>> begin

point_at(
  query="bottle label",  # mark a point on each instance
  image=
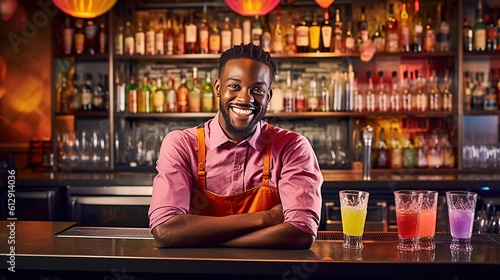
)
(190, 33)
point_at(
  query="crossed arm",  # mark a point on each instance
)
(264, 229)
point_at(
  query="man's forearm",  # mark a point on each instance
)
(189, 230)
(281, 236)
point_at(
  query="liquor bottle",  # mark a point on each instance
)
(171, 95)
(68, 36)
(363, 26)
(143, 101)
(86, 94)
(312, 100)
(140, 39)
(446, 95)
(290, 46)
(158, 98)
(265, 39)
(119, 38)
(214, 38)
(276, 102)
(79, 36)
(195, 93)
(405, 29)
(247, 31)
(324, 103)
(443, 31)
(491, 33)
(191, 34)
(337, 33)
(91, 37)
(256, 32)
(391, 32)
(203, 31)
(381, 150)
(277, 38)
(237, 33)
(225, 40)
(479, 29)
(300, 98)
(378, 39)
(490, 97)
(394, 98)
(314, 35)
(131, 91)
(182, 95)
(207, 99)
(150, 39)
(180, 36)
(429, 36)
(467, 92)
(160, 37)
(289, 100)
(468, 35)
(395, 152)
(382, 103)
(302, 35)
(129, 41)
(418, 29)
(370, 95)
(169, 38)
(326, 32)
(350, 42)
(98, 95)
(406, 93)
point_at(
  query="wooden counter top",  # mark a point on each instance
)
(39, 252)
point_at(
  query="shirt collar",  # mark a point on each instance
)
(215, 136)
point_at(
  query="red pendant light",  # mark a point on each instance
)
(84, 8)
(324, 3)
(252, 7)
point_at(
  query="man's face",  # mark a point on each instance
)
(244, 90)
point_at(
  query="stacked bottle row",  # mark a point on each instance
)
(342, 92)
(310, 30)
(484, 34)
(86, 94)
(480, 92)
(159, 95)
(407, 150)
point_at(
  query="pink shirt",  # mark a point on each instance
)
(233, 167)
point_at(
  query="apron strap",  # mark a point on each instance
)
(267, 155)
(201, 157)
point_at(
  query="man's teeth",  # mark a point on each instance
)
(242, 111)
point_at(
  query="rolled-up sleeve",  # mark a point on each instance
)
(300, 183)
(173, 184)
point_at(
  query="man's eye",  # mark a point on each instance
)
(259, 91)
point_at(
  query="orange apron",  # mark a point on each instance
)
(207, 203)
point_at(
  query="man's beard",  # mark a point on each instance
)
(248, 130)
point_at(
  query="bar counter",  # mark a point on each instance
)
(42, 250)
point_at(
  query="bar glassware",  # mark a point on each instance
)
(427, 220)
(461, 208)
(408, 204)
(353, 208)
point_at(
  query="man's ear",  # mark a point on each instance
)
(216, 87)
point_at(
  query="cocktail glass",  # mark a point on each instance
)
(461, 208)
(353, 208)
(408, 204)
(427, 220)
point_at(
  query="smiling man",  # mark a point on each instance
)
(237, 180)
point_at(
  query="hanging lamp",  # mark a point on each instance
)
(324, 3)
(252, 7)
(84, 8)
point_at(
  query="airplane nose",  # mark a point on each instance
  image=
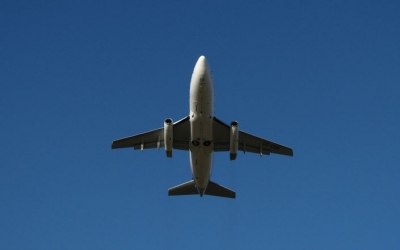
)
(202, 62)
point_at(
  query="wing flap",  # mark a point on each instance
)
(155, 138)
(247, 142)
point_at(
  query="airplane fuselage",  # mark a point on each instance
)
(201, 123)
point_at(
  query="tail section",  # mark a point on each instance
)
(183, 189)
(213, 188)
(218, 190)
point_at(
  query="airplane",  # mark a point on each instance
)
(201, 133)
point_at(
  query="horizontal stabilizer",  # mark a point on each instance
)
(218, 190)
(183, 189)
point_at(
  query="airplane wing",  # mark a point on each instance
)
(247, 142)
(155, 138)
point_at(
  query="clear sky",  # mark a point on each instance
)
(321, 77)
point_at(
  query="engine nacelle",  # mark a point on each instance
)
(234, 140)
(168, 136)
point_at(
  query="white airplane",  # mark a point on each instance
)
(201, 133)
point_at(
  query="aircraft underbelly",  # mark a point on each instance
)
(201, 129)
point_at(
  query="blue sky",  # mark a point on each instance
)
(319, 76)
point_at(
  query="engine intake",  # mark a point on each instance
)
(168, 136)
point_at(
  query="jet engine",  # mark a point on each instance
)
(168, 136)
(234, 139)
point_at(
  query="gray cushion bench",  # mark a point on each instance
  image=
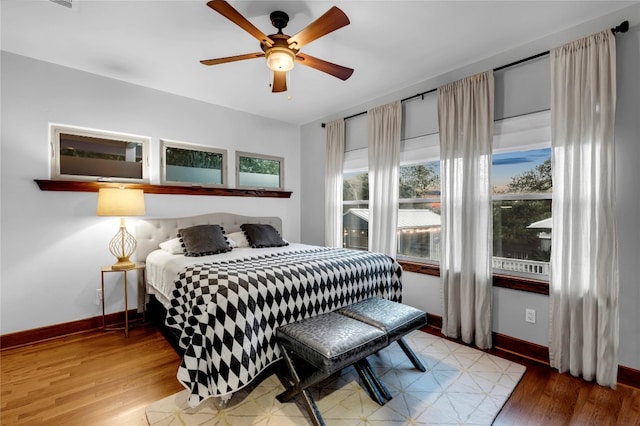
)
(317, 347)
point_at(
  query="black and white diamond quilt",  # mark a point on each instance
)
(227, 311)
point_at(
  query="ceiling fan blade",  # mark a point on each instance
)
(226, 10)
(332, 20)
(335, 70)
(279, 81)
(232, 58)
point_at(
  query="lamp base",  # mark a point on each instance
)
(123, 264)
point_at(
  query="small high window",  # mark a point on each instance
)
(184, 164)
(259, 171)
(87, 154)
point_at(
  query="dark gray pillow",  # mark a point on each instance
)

>> end

◆ Exercise instructions
Word for word, quote the lines above. Omit the pictures.

◆ Answer for the task
point_at(
  query="bottle label",  # mark a point on each instance
  image=
)
(190, 33)
point_at(
  query="crossed arm",  # mark a point on each instance
)
(264, 229)
point_at(
  query="man's forearm",  # mark a point on each instance
)
(189, 230)
(281, 236)
point_at(
  query="liquor bottle",  # mark a point on each instance
)
(171, 95)
(68, 36)
(363, 26)
(143, 101)
(86, 94)
(312, 100)
(140, 39)
(446, 95)
(290, 46)
(158, 98)
(265, 39)
(119, 38)
(214, 38)
(276, 102)
(79, 36)
(195, 93)
(405, 29)
(247, 31)
(324, 103)
(443, 31)
(491, 33)
(191, 34)
(337, 33)
(91, 37)
(256, 32)
(391, 32)
(203, 31)
(381, 150)
(277, 38)
(237, 33)
(225, 40)
(479, 29)
(300, 98)
(378, 39)
(490, 97)
(394, 98)
(314, 35)
(131, 91)
(182, 95)
(207, 99)
(150, 39)
(180, 36)
(429, 36)
(467, 92)
(160, 37)
(289, 100)
(468, 35)
(395, 152)
(382, 103)
(302, 35)
(129, 41)
(418, 29)
(370, 95)
(169, 38)
(326, 32)
(350, 42)
(98, 95)
(406, 93)
point_at(
  query="wooden counter top",  # mark a point on each instance
)
(39, 252)
point_at(
  query="shirt collar",  # mark a point on each instance
)
(215, 136)
point_at(
  query="red pendant light",  # mark a point on each instance
)
(84, 8)
(324, 3)
(252, 7)
point_at(
  query="man's face",  # mark a point on each instance
)
(244, 90)
point_at(
  query="stacked bottle row",  # mark a point on each instance
)
(342, 92)
(310, 30)
(484, 34)
(86, 94)
(480, 92)
(159, 95)
(407, 150)
point_at(
  query="pink shirt",  # mark a point on each instance
)
(233, 167)
point_at(
  query="apron strap",  # mark a point on each instance
)
(267, 155)
(201, 157)
point_at(
  query="man's teeth",  # mark a point on each instance
)
(242, 111)
point_at(
  query="rolled-up sleeve",  # mark a point on each instance
)
(300, 183)
(173, 184)
point_at(
  query="man's eye",  # mark a point on each instance
)
(259, 91)
point_at(
  query="orange apron",  # mark a point on each instance
)
(207, 203)
point_at(
  query="man's beard",  # mark a point on each instance
)
(248, 130)
point_at(
  query="bar counter",  # mark a point on each instance
)
(42, 250)
point_at(
  query="bar glassware",  # mark a point on each instance
)
(427, 220)
(461, 208)
(408, 204)
(353, 208)
point_at(
  query="man's ear",  # mark a point on each instance
)
(216, 87)
point_at(
  query="cocktail glass",  # mark a point on each instance
)
(461, 208)
(353, 208)
(408, 204)
(427, 220)
point_at(
  query="smiling man",  # mark a point on each instance
)
(237, 180)
point_at(
  query="hanging lamp",  # mark a point on each instance
)
(324, 3)
(252, 7)
(84, 8)
point_at(
  query="airplane nose",  # mark a point on each instance
  image=
)
(202, 62)
point_at(
  query="wing flap",  # mark a point on each instance
)
(155, 138)
(247, 142)
point_at(
  query="airplane fuselage",  # mark a point on each instance
)
(201, 123)
point_at(
  query="tail section",  # mark a point on each instance
)
(183, 189)
(213, 188)
(218, 190)
point_at(
  query="airplane",  # mark a point on each instance
)
(201, 133)
point_at(
  query="horizontal stabilizer",  # mark a point on each instance
)
(218, 190)
(183, 189)
point_at(
  query="airplane wing",  # mark a point on each instance
)
(247, 142)
(155, 138)
point_at(
  query="clear sky",  # mark a point on each instance
)
(321, 77)
point_at(
  query="engine nacelle",  # mark a point on each instance
)
(234, 140)
(168, 136)
point_at(
  query="white airplane",  # mark a point on each instance
)
(201, 133)
point_at(
  query="aircraft underbelly",  # mark a point on each instance
)
(201, 129)
point_at(
  query="blue sky",  # mark a point on each instance
)
(319, 76)
point_at(
  query="engine intake",  # mark a point on each instance
)
(168, 136)
point_at(
  query="jet engine",  # mark a point on each instance
)
(168, 136)
(234, 139)
point_at(
  query="gray cushion bench",  # mark a point on each instance
  image=
)
(317, 347)
point_at(
  query="black and white diamond quilt",  # mark a point on each instance
)
(227, 311)
point_at(
  query="ceiling fan blade",  # mark a point on each instance
)
(226, 10)
(332, 20)
(335, 70)
(279, 81)
(232, 58)
point_at(
  query="lamp base",  # mark a point on each instance
)
(123, 264)
point_at(
  query="small high window",  # mark a point on each instance
)
(184, 164)
(259, 171)
(87, 154)
point_at(
  query="dark gray pillow",  # mark a point on each instance
)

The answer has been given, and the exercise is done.